Причины происхождения еврейской апокалиптики нужно искать, главным образом, в развитии некоторых очень определенных тенденций национальной литературы, частью же, как полагают некоторые исследователи, — во влиянии чужих религиозных идей и литературных образцов. Из известных нам А. самым ранним является кн. Дан. (в середине II в. до Р. Хр.); с этой книгой явно зарождается новая ветвь еврейской литературы (хотя некоторые полагают, что часть кн. Эн. древнее Дан.). Но хотя автор гл. VII—XII Дан. и был пионером и творцом в этой области, он все же не может быть назван создателем еврейского А. Почти все характерные черты его произведения можно найти в более ранней литературе еврейского народа. Еще больше, последующие произведения ни целиком, ни даже в значительной части не воспользовались материалом, доставленным этою книгою. Подобно Даниилу и вместе с ним они были продуктами времени (см. ниже). Обширная литература Эноха, возникающая вскоре после этой книги, уже сама по себе является доказательством этого. Очевидно, что материалы для этого рода произведений были уже готовы. С другой стороны, кн. Дан. наверное в значительной степени определила приемы использования и разработки этого материала апокалиптической традицией и народной эсхатологией. Ее как религиозное, так и литературное влияние было очень велико.

Ближайшим предтечею еврейской апокалиптической литературы несомненно было характерное развитие эсхатологического элемента в позднейшем еврейском пророчестве. Еврейские воззрения на последние вещи в некоторых отношениях довольно похожи на воззрения окружающих народов. Но то же самое основное верование, которое придало особый характер религиозной жизни народа и наложило печать на другие отделы его религиозной литературы, проявило свое действие и здесь. Учение об избранном народе больше всего другого повлияло на рост и развитие еврейской эсхатологии. Это же верование является господствующей идеей еврейской апокалиптики.

**ВОПРОСЫ И ЗАДАНИЯ**:
1. Какую книгу отрывок называет самой ранней из известных апокалипсисов и к какому времени её относит?
2. Согласуются ли с отрывком утверждения (а), (б) и (в)? Для каждого ответьте «да» или «нет» и приведите решающие слова отрывка дословно.
(а) Автора глав VII—XII Книги Даниила можно назвать создателем еврейского апокалипсиса.
(б) Последующие произведения в значительной части использовали материал Книги Даниила.
(в) Учение об избранном народе является господствующей идеей еврейской апокалиптики.
3. Перескажите отрывок в двух предложениях.

**СТРОКИ НАБОРА ДАННЫХ**:
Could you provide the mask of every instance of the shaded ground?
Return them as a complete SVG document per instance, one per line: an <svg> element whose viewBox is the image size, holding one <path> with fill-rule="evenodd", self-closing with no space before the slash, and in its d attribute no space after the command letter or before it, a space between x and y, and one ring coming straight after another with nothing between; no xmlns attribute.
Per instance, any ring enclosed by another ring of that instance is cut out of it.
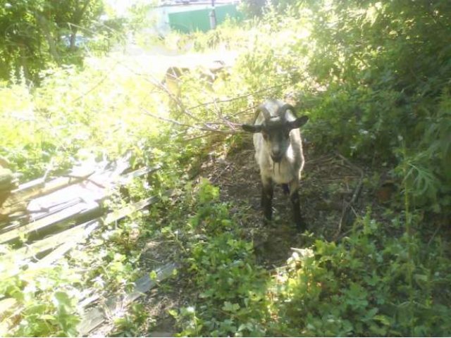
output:
<svg viewBox="0 0 451 338"><path fill-rule="evenodd" d="M201 175L221 187L223 201L233 201L242 215L246 211L242 218L243 226L248 228L249 237L254 240L260 263L268 268L284 264L291 255L290 248L305 245L306 236L339 239L350 230L355 215L364 213L362 206L373 203L373 192L364 184L368 169L339 154L316 156L307 146L304 153L306 164L299 197L308 234L299 233L294 227L289 197L280 186L274 192L273 220L269 225L263 225L260 175L250 139L244 149L212 158L202 168Z"/></svg>
<svg viewBox="0 0 451 338"><path fill-rule="evenodd" d="M278 186L274 193L273 220L264 225L260 177L250 137L233 152L211 153L208 161L202 163L197 179L208 178L220 187L223 201L233 202L232 212L238 213L237 218L245 227L248 239L254 242L258 263L268 270L285 265L292 248L311 245L316 238L339 240L349 233L355 216L365 213L367 206L371 206L372 217L387 221L381 216L383 208L376 201L377 183L369 180L373 170L338 154L316 155L312 147L305 144L306 164L299 195L308 231L300 233L295 227L289 198ZM174 241L147 241L141 254L146 271L176 261ZM171 337L178 332L168 311L192 303L194 295L189 294L186 283L183 278L172 279L140 301L149 318L140 329L143 335Z"/></svg>
<svg viewBox="0 0 451 338"><path fill-rule="evenodd" d="M199 177L209 178L220 187L221 200L233 203L232 212L239 213L238 218L247 228L248 239L254 241L259 263L268 270L285 265L292 252L291 248L304 247L312 239L340 239L350 230L355 215L365 213L364 206L378 208L373 189L368 187L370 184L364 184L371 170L359 168L339 154L316 156L307 145L304 152L300 200L308 231L304 234L297 231L292 223L290 200L280 187L275 189L273 220L270 225L263 225L260 177L250 138L233 153L211 154L200 169ZM148 243L152 249L144 250L144 258L152 263L165 255L171 256L168 244ZM159 289L143 300L153 318L158 318L147 335L171 336L177 332L168 310L186 306L188 301L192 302L179 282L174 281L171 289Z"/></svg>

**ОТВЕТЫ К ЗАДАНИЯМ**:
1. Книгу Даниила, середина II в. до Р. Хр.

2.
(а) Нет: «он все же не может быть назван создателем еврейского А.»
(б) Нет: «последующие произведения ни целиком, ни даже в значительной части не воспользовались материалом, доставленным этою книгою».
(в) Да: «Это же верование является господствующей идеей еврейской апокалиптики».

3. Еврейская апокалиптика выросла главным образом из тенденций национальной литературы, и её ближайшим предтечей было развитие эсхатологии в позднем пророчестве. Самая ранняя известная её книга, Книга Даниила, не создала этот жанр, но сильно повлияла на приемы работы с его материалом, а господствующей идеей апокалиптики стало учение об избранном народе.